Exercise
Reproduce all records verbatim.

☆ ☆ ☆ ☆ ☆

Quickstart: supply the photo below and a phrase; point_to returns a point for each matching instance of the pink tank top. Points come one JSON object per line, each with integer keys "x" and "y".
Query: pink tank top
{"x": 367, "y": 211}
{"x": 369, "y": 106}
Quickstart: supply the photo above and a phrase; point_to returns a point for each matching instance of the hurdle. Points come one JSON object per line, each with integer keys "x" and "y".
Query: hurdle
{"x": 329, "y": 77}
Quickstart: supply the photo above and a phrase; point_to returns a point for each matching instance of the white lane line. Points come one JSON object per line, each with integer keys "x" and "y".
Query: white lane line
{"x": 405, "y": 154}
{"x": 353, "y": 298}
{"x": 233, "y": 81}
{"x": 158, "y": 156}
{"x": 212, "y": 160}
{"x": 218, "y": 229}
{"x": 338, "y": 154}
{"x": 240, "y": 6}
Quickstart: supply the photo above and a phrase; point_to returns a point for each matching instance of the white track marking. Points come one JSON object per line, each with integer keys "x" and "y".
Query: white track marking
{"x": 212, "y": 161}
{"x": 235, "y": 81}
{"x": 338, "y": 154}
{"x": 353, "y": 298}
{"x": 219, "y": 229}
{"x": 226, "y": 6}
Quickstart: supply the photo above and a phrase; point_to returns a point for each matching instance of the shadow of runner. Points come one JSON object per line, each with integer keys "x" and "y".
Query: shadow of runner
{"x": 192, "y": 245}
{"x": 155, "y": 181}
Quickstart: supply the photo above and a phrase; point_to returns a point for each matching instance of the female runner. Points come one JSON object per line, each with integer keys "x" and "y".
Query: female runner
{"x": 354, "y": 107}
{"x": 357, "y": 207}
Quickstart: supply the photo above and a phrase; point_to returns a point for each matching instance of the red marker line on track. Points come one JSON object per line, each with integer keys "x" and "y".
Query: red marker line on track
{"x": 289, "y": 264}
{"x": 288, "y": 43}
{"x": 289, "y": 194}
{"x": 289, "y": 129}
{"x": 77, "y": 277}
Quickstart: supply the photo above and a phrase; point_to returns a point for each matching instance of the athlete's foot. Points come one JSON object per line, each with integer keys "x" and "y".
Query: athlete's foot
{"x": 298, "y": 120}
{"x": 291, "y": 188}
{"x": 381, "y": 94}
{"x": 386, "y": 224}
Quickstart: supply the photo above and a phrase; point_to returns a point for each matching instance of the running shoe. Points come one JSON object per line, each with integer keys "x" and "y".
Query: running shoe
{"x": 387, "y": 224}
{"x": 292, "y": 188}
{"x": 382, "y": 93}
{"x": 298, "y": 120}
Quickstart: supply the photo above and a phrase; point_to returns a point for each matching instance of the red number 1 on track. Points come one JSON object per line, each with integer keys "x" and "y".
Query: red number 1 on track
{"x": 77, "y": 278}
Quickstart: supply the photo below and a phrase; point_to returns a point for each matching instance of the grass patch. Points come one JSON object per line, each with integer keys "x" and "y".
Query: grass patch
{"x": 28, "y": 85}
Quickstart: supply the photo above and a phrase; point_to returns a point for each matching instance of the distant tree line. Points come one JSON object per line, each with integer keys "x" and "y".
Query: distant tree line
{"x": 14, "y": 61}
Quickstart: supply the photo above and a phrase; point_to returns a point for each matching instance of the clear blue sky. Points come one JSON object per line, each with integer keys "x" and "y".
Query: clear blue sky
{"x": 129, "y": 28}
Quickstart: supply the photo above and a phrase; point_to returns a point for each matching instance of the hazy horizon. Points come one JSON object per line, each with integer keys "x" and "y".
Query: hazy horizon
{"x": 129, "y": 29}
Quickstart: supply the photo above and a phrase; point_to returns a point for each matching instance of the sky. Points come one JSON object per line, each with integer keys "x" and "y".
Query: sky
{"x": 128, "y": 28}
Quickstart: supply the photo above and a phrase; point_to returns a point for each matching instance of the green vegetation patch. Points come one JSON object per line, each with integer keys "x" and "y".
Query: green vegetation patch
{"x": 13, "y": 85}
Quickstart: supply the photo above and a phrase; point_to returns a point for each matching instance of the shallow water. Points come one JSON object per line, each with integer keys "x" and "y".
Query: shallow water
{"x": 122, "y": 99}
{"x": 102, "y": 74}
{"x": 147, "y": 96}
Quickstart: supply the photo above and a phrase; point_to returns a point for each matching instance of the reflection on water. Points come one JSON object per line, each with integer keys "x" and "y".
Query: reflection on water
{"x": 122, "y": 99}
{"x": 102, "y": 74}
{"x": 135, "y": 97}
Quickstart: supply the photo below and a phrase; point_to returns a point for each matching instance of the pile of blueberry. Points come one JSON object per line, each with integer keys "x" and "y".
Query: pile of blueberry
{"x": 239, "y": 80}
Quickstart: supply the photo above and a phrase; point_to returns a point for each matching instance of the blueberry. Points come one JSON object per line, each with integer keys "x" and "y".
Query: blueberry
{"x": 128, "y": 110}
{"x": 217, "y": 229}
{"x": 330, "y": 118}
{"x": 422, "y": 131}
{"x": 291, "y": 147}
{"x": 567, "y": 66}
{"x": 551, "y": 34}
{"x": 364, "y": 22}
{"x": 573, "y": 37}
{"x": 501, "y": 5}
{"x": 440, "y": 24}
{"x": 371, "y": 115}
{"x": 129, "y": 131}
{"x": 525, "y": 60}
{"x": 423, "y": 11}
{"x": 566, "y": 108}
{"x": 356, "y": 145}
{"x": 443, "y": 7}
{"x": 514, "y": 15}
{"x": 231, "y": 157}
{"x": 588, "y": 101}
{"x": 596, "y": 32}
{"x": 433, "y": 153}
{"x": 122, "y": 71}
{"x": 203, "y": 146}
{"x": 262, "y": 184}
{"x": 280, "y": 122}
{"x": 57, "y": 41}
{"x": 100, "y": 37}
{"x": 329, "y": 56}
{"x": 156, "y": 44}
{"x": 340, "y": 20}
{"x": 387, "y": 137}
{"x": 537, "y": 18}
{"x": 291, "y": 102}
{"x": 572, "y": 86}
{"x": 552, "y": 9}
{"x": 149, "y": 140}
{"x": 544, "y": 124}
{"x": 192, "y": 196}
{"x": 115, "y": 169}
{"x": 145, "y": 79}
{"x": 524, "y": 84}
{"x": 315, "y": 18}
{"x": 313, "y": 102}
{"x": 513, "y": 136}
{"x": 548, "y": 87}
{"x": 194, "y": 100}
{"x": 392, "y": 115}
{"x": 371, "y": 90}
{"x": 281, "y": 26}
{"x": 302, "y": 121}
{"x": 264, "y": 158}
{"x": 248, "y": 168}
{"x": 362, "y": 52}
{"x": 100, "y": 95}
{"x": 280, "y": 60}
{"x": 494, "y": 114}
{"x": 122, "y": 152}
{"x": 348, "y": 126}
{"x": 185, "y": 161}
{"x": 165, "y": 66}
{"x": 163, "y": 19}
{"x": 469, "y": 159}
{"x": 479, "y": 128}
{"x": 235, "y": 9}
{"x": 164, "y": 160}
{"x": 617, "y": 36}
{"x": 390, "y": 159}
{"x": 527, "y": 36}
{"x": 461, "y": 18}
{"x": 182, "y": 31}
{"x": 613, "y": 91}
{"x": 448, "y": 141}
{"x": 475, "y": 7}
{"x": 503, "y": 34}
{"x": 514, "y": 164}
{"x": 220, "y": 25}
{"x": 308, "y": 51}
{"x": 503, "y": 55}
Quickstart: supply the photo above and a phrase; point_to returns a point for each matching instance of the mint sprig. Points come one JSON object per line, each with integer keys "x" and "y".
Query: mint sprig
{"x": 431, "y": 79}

☆ ☆ ☆ ☆ ☆

Output for this exercise
Quickstart: supply the photo below and a phrase; point_to returns a point for each matching instance of the pink tank top. Points come one JSON object per line, each with integer keys "x" and "y".
Query: pink tank top
{"x": 367, "y": 211}
{"x": 369, "y": 106}
Quickstart: supply the photo above and a phrase; point_to returns a point for each matching instance of the hurdle. Points come one JSON object per line, each with integer keys "x" and "y".
Query: hurdle
{"x": 329, "y": 77}
Quickstart: supply the photo above and a phrase; point_to returns a point for each matching instance of the white lane line. Points come one JSON object per line, each with integer keys "x" and "y".
Query: white lane line
{"x": 405, "y": 154}
{"x": 353, "y": 298}
{"x": 233, "y": 81}
{"x": 158, "y": 156}
{"x": 212, "y": 160}
{"x": 218, "y": 229}
{"x": 338, "y": 154}
{"x": 240, "y": 6}
Quickstart: supply the photo above and a phrase; point_to returns a point for each matching instance of the white track marking. Points come one JSON object per line, each with integer keys "x" and "y".
Query: white track marking
{"x": 212, "y": 161}
{"x": 235, "y": 81}
{"x": 338, "y": 154}
{"x": 353, "y": 298}
{"x": 219, "y": 229}
{"x": 226, "y": 6}
Quickstart: supply the photo above and a phrase; point_to returns a point for each matching instance of the shadow of runner. Points come one JSON object per line, each with integer keys "x" and "y".
Query: shadow of runner
{"x": 192, "y": 245}
{"x": 155, "y": 181}
Quickstart: supply the photo above and a phrase; point_to returns a point for each matching instance of the female runner. Points come one JSON object per line, each with integer keys "x" and "y".
Query: female runner
{"x": 354, "y": 107}
{"x": 357, "y": 207}
Quickstart: supply the photo above and a phrase; point_to returns a point for each matching instance of the red marker line on track. Points come one JSON object per line, each with integer keys "x" and "y".
Query: red marker line on track
{"x": 289, "y": 264}
{"x": 288, "y": 43}
{"x": 289, "y": 194}
{"x": 289, "y": 129}
{"x": 77, "y": 277}
Quickstart: supply the photo above and a phrase; point_to returns a point for each matching instance of the athlete's foot. Points come one JSON object per line, each with integer keys "x" and "y".
Query: athlete's foot
{"x": 298, "y": 120}
{"x": 291, "y": 188}
{"x": 381, "y": 94}
{"x": 386, "y": 224}
Quickstart: supply the photo above and a phrase; point_to returns a point for each matching instance of the running shoe. Points come one JSON object per line, each with integer keys "x" and "y".
Query: running shoe
{"x": 387, "y": 224}
{"x": 292, "y": 188}
{"x": 382, "y": 93}
{"x": 298, "y": 120}
Quickstart: supply the photo above and a phrase; point_to returns a point for each matching instance of the red number 1 on track. Points come one JSON object per line, each with integer keys "x" and "y".
Query: red number 1 on track
{"x": 77, "y": 278}
Quickstart: supply the photo below and a phrase; point_to returns a point for each matching instance of the grass patch. Points come one JSON object per line, each with integer keys "x" and "y".
Query: grass patch
{"x": 28, "y": 85}
Quickstart: supply the photo above and a phrase; point_to returns a point for each matching instance of the distant tree line. Points come one JSON object per line, each with integer keys "x" and "y".
Query: distant tree line
{"x": 14, "y": 61}
Quickstart: supply the photo above and a phrase; point_to returns a point for each matching instance of the clear blue sky. Points come one JSON object per line, each with integer keys "x" and "y".
Query: clear blue sky
{"x": 129, "y": 28}
Quickstart: supply the photo above and a phrase; point_to returns a point for each matching instance of the hazy horizon. Points come one JSON object per line, each with integer keys "x" and "y".
Query: hazy horizon
{"x": 129, "y": 29}
Quickstart: supply the photo above and a phrase; point_to returns a point for each matching instance of the sky. Points come one JSON object per line, each with integer keys "x" and "y".
Query: sky
{"x": 128, "y": 28}
Quickstart: supply the photo above and a phrase; point_to returns a point for each matching instance of the green vegetation patch. Points come one JSON object per line, each with integer keys "x" and "y".
Query: green vegetation patch
{"x": 13, "y": 85}
Quickstart: supply the photo above and a phrase; point_to returns a point for each matching instance of the shallow water. Points come one JSON object per line, each with integer keys "x" and "y".
Query: shallow water
{"x": 122, "y": 99}
{"x": 102, "y": 74}
{"x": 147, "y": 96}
Quickstart: supply the photo above and a phrase; point_to returns a point for each matching instance of the reflection on water. Points come one JSON object per line, each with integer keys "x" and "y".
Query: reflection on water
{"x": 122, "y": 99}
{"x": 102, "y": 74}
{"x": 135, "y": 97}
Quickstart: supply the photo below and a phrase; point_to returns a point for each matching instance of the pile of blueberry. Points come one JSON object per line, each with integer keys "x" and "y".
Query: pile of blueberry
{"x": 239, "y": 80}
Quickstart: supply the photo above and a phrase; point_to returns a point for each matching instance of the blueberry. Points come one JSON object per line, each with integer keys "x" and "y".
Query: blueberry
{"x": 128, "y": 110}
{"x": 217, "y": 229}
{"x": 330, "y": 118}
{"x": 422, "y": 131}
{"x": 291, "y": 147}
{"x": 567, "y": 66}
{"x": 551, "y": 34}
{"x": 364, "y": 22}
{"x": 573, "y": 37}
{"x": 501, "y": 5}
{"x": 440, "y": 24}
{"x": 371, "y": 115}
{"x": 129, "y": 131}
{"x": 525, "y": 60}
{"x": 423, "y": 11}
{"x": 566, "y": 108}
{"x": 356, "y": 145}
{"x": 443, "y": 7}
{"x": 514, "y": 15}
{"x": 231, "y": 157}
{"x": 588, "y": 101}
{"x": 596, "y": 32}
{"x": 433, "y": 153}
{"x": 122, "y": 71}
{"x": 203, "y": 146}
{"x": 262, "y": 184}
{"x": 280, "y": 122}
{"x": 57, "y": 41}
{"x": 100, "y": 37}
{"x": 329, "y": 56}
{"x": 156, "y": 44}
{"x": 340, "y": 20}
{"x": 387, "y": 137}
{"x": 537, "y": 18}
{"x": 291, "y": 102}
{"x": 572, "y": 86}
{"x": 552, "y": 9}
{"x": 149, "y": 140}
{"x": 544, "y": 124}
{"x": 192, "y": 196}
{"x": 115, "y": 169}
{"x": 145, "y": 79}
{"x": 524, "y": 84}
{"x": 315, "y": 18}
{"x": 313, "y": 102}
{"x": 513, "y": 136}
{"x": 548, "y": 87}
{"x": 194, "y": 100}
{"x": 392, "y": 115}
{"x": 371, "y": 90}
{"x": 281, "y": 26}
{"x": 302, "y": 121}
{"x": 264, "y": 158}
{"x": 248, "y": 168}
{"x": 362, "y": 52}
{"x": 100, "y": 95}
{"x": 280, "y": 60}
{"x": 494, "y": 114}
{"x": 122, "y": 152}
{"x": 348, "y": 126}
{"x": 185, "y": 161}
{"x": 165, "y": 66}
{"x": 163, "y": 19}
{"x": 469, "y": 159}
{"x": 479, "y": 128}
{"x": 235, "y": 9}
{"x": 164, "y": 160}
{"x": 617, "y": 36}
{"x": 390, "y": 159}
{"x": 527, "y": 36}
{"x": 461, "y": 18}
{"x": 182, "y": 31}
{"x": 613, "y": 91}
{"x": 448, "y": 141}
{"x": 475, "y": 7}
{"x": 503, "y": 34}
{"x": 514, "y": 164}
{"x": 220, "y": 25}
{"x": 308, "y": 51}
{"x": 503, "y": 55}
Quickstart: supply the photo above and a phrase; point_to returns a point for each matching instance of the mint sprig. Points come one JSON object per line, each with integer keys "x" and "y".
Query: mint sprig
{"x": 431, "y": 79}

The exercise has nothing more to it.